Image object location entries:
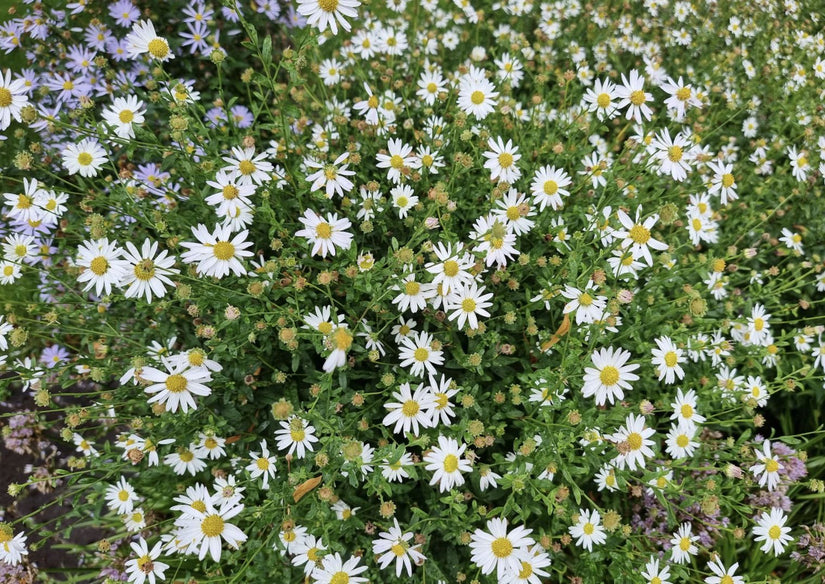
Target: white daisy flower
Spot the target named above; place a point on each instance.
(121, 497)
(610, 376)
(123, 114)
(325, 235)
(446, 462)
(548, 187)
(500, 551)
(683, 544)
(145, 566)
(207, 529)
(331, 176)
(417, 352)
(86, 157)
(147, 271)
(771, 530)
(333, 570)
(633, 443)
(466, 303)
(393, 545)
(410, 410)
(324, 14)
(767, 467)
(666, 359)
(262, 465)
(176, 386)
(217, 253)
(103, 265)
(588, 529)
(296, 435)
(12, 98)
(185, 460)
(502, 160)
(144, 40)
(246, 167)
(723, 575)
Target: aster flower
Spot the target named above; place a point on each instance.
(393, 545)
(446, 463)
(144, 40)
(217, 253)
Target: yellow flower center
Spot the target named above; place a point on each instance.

TASK DESCRIPTION:
Reproduce word for word everything from the line containing "Target: yellow flower center" down to the end of the rows, both ends included.

EXERCISE RESULT:
Target: yellow flower center
Spot the target named above; place a point on each instance.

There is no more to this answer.